長方形,楕円形等の形状にする余地がある。被告は2リットルの保存容器
の使用が当然に必要であるとの前提に立っているが,容器本体のサイズ形
状を同一にする必然性はない。
上記2)については,蓋体はネジ式とか,左右開閉式など,いろいろなバ
リエーションが考えられる。
上記4)については,電解槽を備えることから2つの槽が必要であるとし
ても,同一の区切り方をする必然性はなく,例えば,原告商品が正面から
見て縦向きに区分されているのに対し,正面から見て横向きに区分するこ
とも可能である。
上記5)については,提手は容器本体との設置点を2箇所から4箇所にす
るなどの余地がある。
上記6)については,操作パネル,ボタンの位置,吐水口の位置等につい
てバリエーションが考えられ,かつスイッチの設置箇所も本体の横に設置
する等の方法もあり,被告の主張は説得的ではない。
イ相違点について
被告は,別紙4の点で原告商品の形態と被告商品の形態が相違すると主張
するが,これらの相違点は,要部についてのものではなく,原告商品と被告
商品を全体的に観察すれば,両者の形態は実質的に同一である。具体的には
次のとおりである。

▶ データ
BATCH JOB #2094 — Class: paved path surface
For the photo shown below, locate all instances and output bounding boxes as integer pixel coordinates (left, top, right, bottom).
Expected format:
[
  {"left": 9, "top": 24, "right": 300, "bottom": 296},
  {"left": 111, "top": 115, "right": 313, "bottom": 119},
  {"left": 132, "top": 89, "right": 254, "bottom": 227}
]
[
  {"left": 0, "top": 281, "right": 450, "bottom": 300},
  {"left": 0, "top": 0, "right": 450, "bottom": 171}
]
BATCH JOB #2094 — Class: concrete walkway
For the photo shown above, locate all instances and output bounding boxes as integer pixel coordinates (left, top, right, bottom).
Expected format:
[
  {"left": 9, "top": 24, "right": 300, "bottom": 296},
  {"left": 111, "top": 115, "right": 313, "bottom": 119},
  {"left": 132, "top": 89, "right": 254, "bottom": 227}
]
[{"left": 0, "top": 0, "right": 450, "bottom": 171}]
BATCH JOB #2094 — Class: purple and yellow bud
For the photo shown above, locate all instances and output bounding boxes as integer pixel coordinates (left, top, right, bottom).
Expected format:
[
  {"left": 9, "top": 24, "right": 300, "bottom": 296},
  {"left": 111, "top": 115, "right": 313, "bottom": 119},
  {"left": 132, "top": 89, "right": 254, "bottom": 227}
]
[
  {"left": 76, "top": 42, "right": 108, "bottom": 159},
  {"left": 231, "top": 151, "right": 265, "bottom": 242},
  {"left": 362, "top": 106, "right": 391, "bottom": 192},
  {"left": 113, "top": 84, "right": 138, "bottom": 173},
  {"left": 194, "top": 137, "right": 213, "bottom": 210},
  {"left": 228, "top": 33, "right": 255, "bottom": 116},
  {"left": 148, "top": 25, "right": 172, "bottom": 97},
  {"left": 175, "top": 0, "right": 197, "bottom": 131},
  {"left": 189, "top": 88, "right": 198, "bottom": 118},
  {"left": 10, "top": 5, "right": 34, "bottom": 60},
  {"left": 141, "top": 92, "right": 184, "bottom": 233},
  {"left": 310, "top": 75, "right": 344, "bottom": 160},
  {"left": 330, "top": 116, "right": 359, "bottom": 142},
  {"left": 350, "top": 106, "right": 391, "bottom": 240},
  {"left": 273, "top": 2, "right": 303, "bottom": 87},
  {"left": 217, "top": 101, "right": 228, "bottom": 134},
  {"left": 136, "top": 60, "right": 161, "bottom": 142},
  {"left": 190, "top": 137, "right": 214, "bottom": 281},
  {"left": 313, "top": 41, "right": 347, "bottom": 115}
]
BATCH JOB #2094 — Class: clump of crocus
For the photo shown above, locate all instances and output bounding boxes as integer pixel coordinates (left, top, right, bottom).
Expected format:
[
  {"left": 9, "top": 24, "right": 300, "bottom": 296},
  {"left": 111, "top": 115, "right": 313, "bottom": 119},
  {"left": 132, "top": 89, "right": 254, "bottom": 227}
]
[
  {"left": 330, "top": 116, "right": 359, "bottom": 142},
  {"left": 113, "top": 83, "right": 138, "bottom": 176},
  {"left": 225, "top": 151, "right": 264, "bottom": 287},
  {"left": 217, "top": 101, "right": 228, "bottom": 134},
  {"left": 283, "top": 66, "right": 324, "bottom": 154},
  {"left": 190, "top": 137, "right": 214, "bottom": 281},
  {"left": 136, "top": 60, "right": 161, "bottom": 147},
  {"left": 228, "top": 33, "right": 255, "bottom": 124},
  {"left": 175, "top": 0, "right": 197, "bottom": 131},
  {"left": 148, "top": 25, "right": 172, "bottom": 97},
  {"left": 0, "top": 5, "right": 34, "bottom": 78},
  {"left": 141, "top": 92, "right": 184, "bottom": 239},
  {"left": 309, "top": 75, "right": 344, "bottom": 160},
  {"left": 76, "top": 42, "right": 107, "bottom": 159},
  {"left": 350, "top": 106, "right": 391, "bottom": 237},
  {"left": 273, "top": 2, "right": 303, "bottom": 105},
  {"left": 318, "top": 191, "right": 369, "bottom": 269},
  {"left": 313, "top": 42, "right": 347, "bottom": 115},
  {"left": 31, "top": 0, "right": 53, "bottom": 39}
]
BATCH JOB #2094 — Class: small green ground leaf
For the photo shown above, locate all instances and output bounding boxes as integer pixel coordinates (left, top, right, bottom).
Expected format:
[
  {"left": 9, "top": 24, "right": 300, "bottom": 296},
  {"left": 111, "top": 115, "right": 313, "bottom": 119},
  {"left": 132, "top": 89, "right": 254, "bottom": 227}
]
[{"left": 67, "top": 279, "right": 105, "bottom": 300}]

▶ 練習問題
(A) 上の文書の抜粋から、「上記4)については,電解槽を備えることから2つの槽が必要であるとし」を含む語句で始まり「する等の方法もあり,被告の主張は説得的ではない。」で終わる部分を、一字一句違えずに書き写してください。
(B) 上の文書の抜粋について、次の各記述が本文と合っているかを「はい」か「いいえ」で答え、判断の決め手となる本文の語句を正確に引用してください。(i) 被告は、2リットルの保存容器の使用が当然に必要であるという前提に立っている。(ii) 原告商品は、正面から見て横向きに区分されている。(iii) 蓋体は、ネジ式に限られるとされている。

▶ 解答例
(A)
上記4)については,電解槽を備えることから2つの槽が必要であるとし
ても,同一の区切り方をする必然性はなく,例えば,原告商品が正面から
見て縦向きに区分されているのに対し,正面から見て横向きに区分するこ
とも可能である。
上記5)については,提手は容器本体との設置点を2箇所から4箇所にす
るなどの余地がある。
上記6)については,操作パネル,ボタンの位置,吐水口の位置等につい
てバリエーションが考えられ,かつスイッチの設置箇所も本体の横に設置
する等の方法もあり,被告の主張は説得的ではない。

(B)
(i) はい。「被告は2リットルの保存容器の使用が当然に必要であるとの前提に立っている」
(ii) いいえ。「原告商品が正面から見て縦向きに区分されている」
(iii) いいえ。「蓋体はネジ式とか,左右開閉式など,いろいろなバリエーションが考えられる」